## SHORT EXERCISE 1
Name each person who comes up in the piece on honey-do lists, leaving out the figure in "Sword of Damocles." Give a short note on how the text describes each one.
## SHORT EXERCISE 2
Carry on the piece about honey-do lists from the point where it stops.

## SOURCE EXTRACT
___
University of Florida psychologist Erin Westgate, who researches boredom, says that it’s not surprising that people were looking for tasks to fill their time while staying at home. She says, “I think what happens is you have all this time to fill, and you’ve lost your routines and goals and things that give you purpose each day.”

With such time on their hands many men turned to the uncompleted items on their honey-do lists. Formally, a honey-do list is “a collection of requests, usually by a spouse for a partner to perform a series of tasks, assignments, or jobs dealing with the maintenance of a household.” Derived from the phrase “Honey, could you do ...” it’s a pun on the word “honeydew.” Most honey-do lists consist of special tasks or repairs rather than everyday chores. The division of labor for household tasks is often established early in relationships and is typically heavily influenced by family history and traditional gender roles.

Blogger Pam Sherman says, “…the ‘honey do’ list is actually why we all get married — so we have that other person to do our to-do list.” When it turned out that her husband wasn’t very motivated to make home repairs she agreed to outsource this work and renamed her list the “honey hire” list.

Most people find that making lists provides a sense of security and control. By writing something down you have captured the issue on paper, so you don’t have to carry it around anymore. Things put on lists are now somehow “official” and hence more likely to get accomplished. I knew a guy in graduate school named Jack. He was always making “to-do” lists, but he cheated and wrote things that he had already done. That way he could cross out items and feel like he had accomplished a lot. He would also include things he really liked to do, like fishing and drinking beer. As you may surmise, Jack wasn’t married.

Lists have their downside. I find that they can hang over you like the Sword of Damocles, creating constant tension. They prevent me from having a sense of closure and they seem like they are never-ending. I have to admit that sometimes I react negatively to honey-do lists, since they suggest a superior/subordinate relationship, which stirs up issues of power and control. Having a list of things you have avoided doing can also elicit feelings of anxiety and guilt, and my wife Diane can point to it.

DePaul University psychologist Joseph Ferrari says that about 20% of people are chronic procrastinators. For them, procrastination influences all aspects of their lives and negatively affects their health and relationships. Occasional task-delayers are much more common. Some researchers believe that common task-delayers may suffer from decision fatigue. They feel so overwhelmed by all the decisions they must make that deciding to start a new task is simply too difficult. They have an extremely hard time “breaking the ice,” as Diane likes to say. She believes that making even one small gesture toward completing a task is important in getting it done.

When Diane tells me that something needs to be repaired, my first impulse is to wait a while and hope that the issue will magically resolve itself. Occasionally things, like leaky faucets, can spontaneously fix themselves when the weather gets warmer and the rubber washer expands, but you can’t count on things like this to happen very often.
___
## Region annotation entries
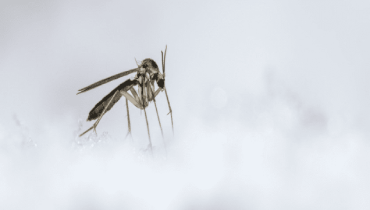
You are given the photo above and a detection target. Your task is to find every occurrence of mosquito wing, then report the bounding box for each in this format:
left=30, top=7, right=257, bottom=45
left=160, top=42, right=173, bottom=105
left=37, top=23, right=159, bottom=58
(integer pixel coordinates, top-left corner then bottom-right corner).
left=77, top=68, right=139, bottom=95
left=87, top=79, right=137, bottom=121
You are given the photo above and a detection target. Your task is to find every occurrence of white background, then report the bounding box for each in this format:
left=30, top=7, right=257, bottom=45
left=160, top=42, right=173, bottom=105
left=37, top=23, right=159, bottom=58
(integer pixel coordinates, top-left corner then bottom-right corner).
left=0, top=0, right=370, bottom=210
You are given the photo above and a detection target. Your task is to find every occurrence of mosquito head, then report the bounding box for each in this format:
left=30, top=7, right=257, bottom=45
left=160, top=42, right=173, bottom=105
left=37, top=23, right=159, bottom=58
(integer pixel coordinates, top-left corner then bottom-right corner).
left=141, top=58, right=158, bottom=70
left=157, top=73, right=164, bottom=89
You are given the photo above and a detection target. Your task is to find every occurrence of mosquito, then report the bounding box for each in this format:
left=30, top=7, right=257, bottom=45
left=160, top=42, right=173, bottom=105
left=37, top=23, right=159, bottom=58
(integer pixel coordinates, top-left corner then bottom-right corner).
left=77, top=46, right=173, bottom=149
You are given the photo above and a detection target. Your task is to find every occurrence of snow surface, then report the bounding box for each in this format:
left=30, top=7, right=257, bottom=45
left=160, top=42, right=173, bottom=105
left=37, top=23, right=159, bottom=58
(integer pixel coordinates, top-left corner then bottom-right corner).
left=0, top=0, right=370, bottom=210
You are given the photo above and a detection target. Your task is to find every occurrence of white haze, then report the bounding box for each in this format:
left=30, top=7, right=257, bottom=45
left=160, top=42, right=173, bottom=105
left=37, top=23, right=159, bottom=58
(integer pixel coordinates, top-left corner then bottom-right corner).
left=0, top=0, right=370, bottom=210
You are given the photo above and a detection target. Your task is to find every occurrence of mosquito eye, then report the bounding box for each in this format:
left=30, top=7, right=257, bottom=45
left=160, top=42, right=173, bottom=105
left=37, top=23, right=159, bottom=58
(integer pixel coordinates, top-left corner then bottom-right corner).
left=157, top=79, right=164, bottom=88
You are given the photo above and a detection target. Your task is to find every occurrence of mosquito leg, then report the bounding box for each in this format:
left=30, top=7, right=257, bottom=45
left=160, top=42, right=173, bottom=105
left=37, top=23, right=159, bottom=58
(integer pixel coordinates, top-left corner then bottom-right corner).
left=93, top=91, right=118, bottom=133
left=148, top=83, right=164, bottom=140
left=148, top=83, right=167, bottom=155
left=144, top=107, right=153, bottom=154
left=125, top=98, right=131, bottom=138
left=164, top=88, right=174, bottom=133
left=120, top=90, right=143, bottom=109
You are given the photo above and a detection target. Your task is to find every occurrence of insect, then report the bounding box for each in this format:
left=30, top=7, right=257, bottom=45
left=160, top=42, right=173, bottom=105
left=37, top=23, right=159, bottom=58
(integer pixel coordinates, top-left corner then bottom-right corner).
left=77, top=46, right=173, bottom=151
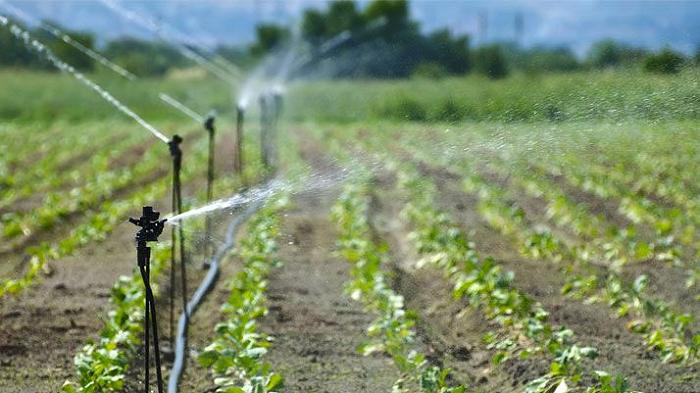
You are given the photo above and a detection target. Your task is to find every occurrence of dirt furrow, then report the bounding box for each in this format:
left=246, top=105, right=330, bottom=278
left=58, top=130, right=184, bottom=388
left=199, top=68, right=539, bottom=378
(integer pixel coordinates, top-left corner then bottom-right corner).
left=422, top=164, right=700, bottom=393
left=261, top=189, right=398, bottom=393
___
## TASK RESPONSE 1
- Erin Westgate: a University of Florida psychologist who researches boredom
- Pam Sherman: a blogger who renamed her list the "honey hire" list
- Jack: a guy from graduate school who padded his to-do lists with things already done
- Diane: the writer's wife
- Joseph Ferrari: a DePaul University psychologist who says about 20% of people are chronic procrastinators

## TASK RESPONSE 2
My reluctance to starting tasks is also related to my fear that I will make some stupid mistake and make things a lot worse. I learned about making repairs and using tools mainly from two sources — shop classes in junior high school and observing my father. Shop class wasn’t very useful, unless the task involves making an ashtray or what-not shelf. My father, however, was fearless when it came to taking on any job, whether he knew what he was doing or not. Although he was an electrician by trade, he tried his hand at carpentry, plumbing, welding, masonry, and a host of other things. A lot of his work was far from perfect, which upset my mother, but he was willing to give almost anything a shot (especially after he had a few shots himself).

I also have some fear of getting hurt, since I seldom complete any task involving tools without at least some bloodletting. Comedian Bill Engvall once said, “Did you ever notice all the items on a honey do list are dangerous? Clean gutters, put a light in the shower, patch roof. It’s really a honey die list.” Engvall also says that his garage is typically where he hides out to dodge his honey-do list. I am also afraid of calling in a repair professional and being humiliated when I try to explain the duct tape wrapped around the garbage disposal.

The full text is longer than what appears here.